- **Written instruction**
Reproduce every entry below precisely; do not include the pictures.

- **Records for this task**
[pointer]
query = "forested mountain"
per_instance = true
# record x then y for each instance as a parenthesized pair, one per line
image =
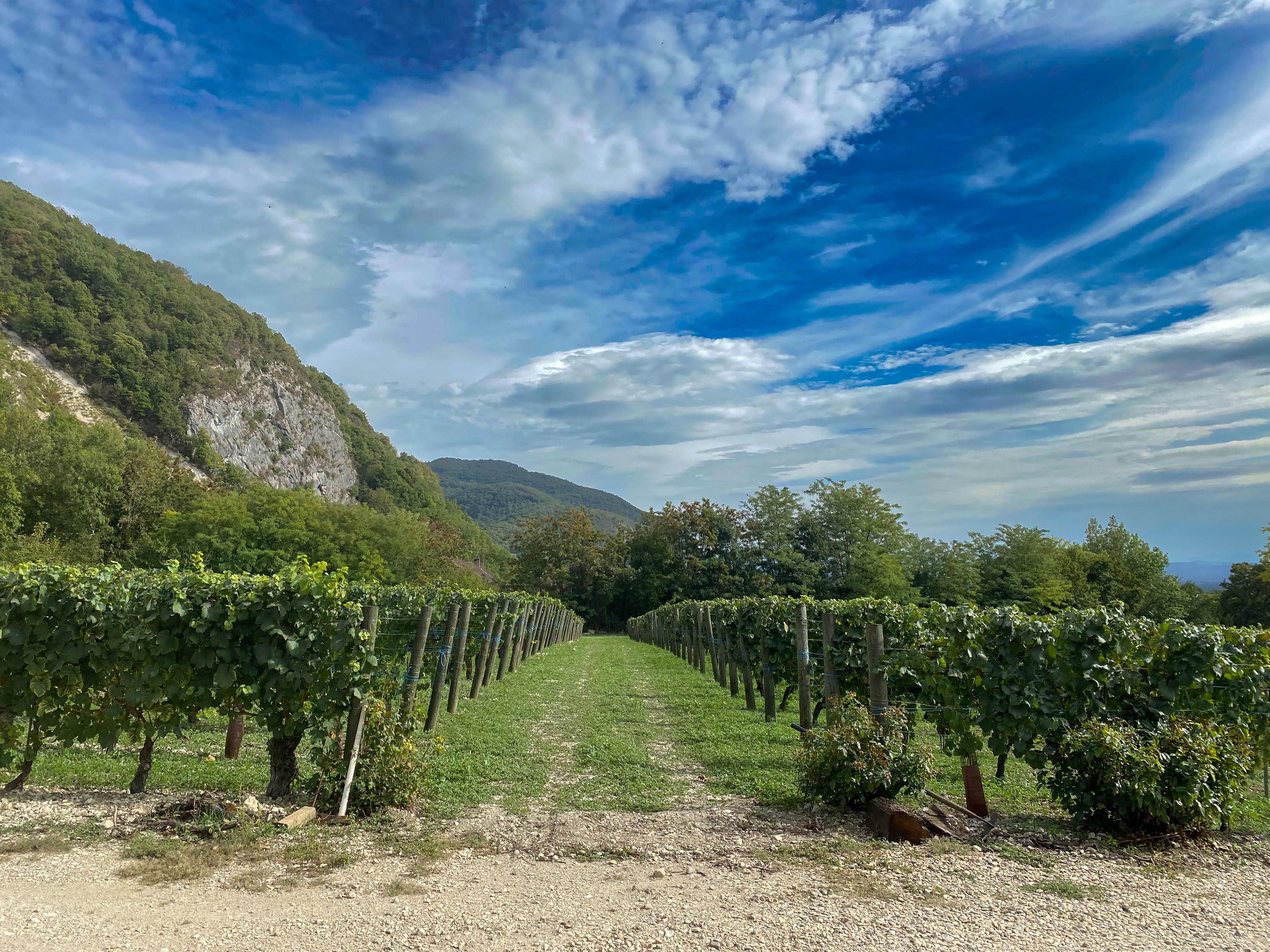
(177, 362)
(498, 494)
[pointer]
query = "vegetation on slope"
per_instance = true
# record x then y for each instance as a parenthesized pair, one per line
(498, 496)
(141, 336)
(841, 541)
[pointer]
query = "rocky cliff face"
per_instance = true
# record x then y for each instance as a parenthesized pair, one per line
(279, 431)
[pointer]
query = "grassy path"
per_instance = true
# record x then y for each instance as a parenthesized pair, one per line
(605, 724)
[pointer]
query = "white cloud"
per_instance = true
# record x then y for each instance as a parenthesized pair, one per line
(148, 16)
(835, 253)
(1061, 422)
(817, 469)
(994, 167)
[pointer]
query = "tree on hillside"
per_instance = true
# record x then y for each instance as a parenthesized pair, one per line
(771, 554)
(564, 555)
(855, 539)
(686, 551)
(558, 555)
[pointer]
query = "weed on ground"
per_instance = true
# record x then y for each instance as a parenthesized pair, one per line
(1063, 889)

- **Response**
[pointer]
query = "forested mountain"
per_instance = true
# record x then y for each instance as a parenthesized pair, one per line
image =
(177, 362)
(498, 494)
[pointer]
query = "vegetation on slope"
per_instance = true
# record x then y for each instance as a parenthesized pair, one per line
(498, 496)
(141, 336)
(841, 541)
[pointer]
query = "rocky cliff face"
per_instance = true
# record x then y for each instance as a parenthesized pair, one per line
(279, 431)
[pointer]
query = "grassy path"
per_instance = true
# record x then y for each instance as a parenthesized pair, one per line
(605, 724)
[pointer]
query = "white cloud"
per_instance = true
# record x then y for each instance as a parenthesized pair, one per line
(148, 16)
(835, 253)
(1061, 422)
(817, 469)
(994, 167)
[pointer]
query = "tree on hillside"
per_instance = true
# record x then y for each instance as a parenthesized pair, one per line
(771, 554)
(564, 555)
(855, 539)
(686, 551)
(558, 555)
[pointer]
query = "weed on ground"
per_instance = true
# record x then y for each instance as a parenthesized pair, one per line
(1063, 889)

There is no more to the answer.